(Tasks)
1. Using the text on the band Red Animal War, decide whether each statement agrees with it. Answer yes or no, quoting the deciding words. (a) Brian Pho took Jamie Shipman's place while the first album was being recorded. (b) The band comes from Austin, Texas. (c) In 2006, Todd Harwell replaced Matt Pittman.
2. Collect every line in the rows that contains the word "train".

(Selected text)
◇ ◇ ◇ ◇

- Red Animal War circa 2001. From left to right Brian Pho, Matt Pittman, Jeff Wilganoski, Justin Wilson.

Background information
- Origin: Dallas, TX
- Genres: Alternative rock Indie rock Post-Hardcore
- Years active: 1998 – present (Hiatus)
- Labels: Deep Elm (2000-2004) Ice Planet Records (2004) End Sounds (2006 - )
- Members: Justin Wilson Matt Pittman Brian Pho Jeff Wilganoski
- Website: http://www.myspace.com/redanimalwar

= Red Animal War =

US musical group

Red Animal War is a rock band from Dallas, Texas that started in 1998 as Jeff Wilganoski, Jamie Shipman, Matt Pittman, and Justin Wilson. During the recording of their first album, Brian Pho replaced Jamie Shipman. Jeff Davis replaced Brian Pho in 2004, and Tony Wann came on as second drums later that year. Todd Harwell replaced Jeff Wilganoski in 2006, and after a SXSW performance the band went on indefinite hiatus. Frontman Justin Wilson has revealed the band is working on vinyl reissues and has a "full album demoed and partly recorded".

◇ ◇ ◇ ◇

Shape annotation entries
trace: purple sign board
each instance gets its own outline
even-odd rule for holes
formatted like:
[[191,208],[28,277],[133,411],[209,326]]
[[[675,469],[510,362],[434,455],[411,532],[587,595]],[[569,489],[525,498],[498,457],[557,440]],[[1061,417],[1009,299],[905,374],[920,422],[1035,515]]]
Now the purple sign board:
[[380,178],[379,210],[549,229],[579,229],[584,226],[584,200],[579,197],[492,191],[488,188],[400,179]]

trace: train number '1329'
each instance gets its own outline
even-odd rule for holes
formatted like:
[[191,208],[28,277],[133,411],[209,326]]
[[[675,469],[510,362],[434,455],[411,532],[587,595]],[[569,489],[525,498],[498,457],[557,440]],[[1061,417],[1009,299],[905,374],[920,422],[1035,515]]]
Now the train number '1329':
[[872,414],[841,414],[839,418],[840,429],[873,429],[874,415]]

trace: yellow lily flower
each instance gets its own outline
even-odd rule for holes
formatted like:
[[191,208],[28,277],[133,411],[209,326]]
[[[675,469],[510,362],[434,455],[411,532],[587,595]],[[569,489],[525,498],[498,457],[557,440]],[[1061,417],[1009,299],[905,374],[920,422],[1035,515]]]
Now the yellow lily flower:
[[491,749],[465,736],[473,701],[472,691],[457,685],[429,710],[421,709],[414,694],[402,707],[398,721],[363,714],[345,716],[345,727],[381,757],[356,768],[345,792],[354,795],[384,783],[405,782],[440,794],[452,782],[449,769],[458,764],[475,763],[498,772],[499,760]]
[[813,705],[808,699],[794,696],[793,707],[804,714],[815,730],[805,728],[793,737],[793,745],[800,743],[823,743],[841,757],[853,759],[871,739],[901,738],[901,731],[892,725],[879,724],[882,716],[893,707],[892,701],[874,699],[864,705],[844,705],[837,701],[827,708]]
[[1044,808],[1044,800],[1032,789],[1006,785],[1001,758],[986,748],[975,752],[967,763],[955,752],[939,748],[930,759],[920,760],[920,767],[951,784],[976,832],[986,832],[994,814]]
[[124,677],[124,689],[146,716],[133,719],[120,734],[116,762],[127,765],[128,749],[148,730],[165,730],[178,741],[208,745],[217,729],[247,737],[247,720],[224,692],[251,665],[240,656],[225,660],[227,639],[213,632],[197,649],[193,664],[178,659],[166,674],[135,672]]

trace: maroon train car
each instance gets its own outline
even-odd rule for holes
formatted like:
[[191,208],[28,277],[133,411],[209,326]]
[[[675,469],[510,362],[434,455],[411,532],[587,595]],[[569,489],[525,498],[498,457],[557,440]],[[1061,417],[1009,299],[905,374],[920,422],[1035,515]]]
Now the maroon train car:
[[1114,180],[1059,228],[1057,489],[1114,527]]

◇ ◇ ◇ ◇

(Answers for this exercise)
1.
(a) Yes: "During the recording of their first album, Brian Pho replaced Jamie Shipman."
(b) No: "Red Animal War is a rock band from Dallas, Texas"
(c) No: "Todd Harwell replaced Jeff Wilganoski in 2006"

2.
trace: train number '1329'
Now the train number '1329':
trace: maroon train car
Now the maroon train car:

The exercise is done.